━━━ Provided data ━━━

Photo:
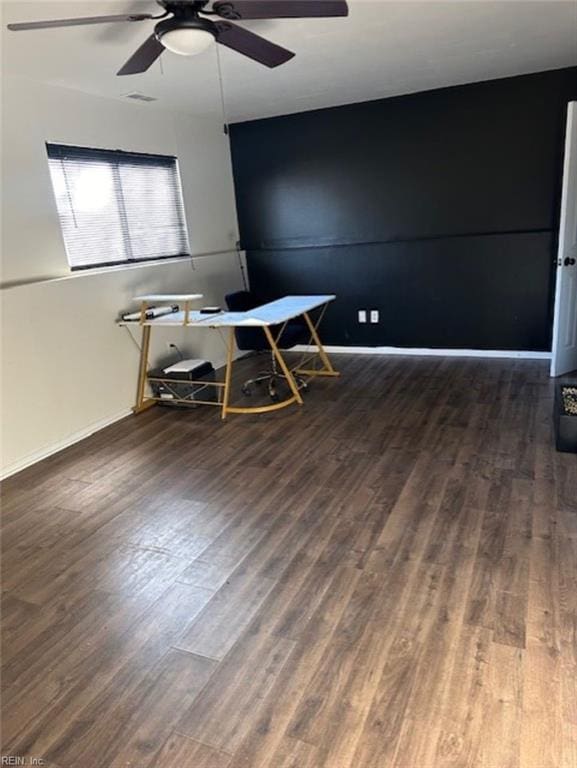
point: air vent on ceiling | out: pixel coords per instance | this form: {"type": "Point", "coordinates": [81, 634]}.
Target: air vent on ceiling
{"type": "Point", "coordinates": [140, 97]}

━━━
━━━ Provided data ━━━

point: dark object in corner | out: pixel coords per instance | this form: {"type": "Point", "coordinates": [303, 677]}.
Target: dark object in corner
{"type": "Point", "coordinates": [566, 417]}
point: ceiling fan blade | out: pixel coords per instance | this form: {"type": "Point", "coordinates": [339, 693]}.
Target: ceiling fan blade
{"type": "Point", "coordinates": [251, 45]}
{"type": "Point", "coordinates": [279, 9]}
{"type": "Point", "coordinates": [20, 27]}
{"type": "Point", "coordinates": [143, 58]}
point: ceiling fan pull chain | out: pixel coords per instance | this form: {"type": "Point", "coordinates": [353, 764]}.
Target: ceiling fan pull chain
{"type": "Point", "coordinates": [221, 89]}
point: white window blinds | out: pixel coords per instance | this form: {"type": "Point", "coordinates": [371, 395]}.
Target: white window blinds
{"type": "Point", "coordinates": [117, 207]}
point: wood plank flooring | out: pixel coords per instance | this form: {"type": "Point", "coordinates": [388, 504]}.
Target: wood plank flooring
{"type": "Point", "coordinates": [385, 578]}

━━━

Your goal. From the entries above, copy every line that holds the word "pixel".

Solution below.
point: air vent on ceiling | out: pixel coords per instance | this form: {"type": "Point", "coordinates": [81, 634]}.
point: dark object in corner | out: pixel coords per instance | this form: {"type": "Point", "coordinates": [303, 677]}.
point: ceiling fan blade | out: pixel coords per instance | this form: {"type": "Point", "coordinates": [339, 693]}.
point: ceiling fan pull chain | out: pixel coords per instance | this form: {"type": "Point", "coordinates": [353, 764]}.
point: white window blinds | out: pixel coords per instance | this form: {"type": "Point", "coordinates": [371, 395]}.
point: wood plank flooring | out: pixel coords per instance | this form: {"type": "Point", "coordinates": [388, 504]}.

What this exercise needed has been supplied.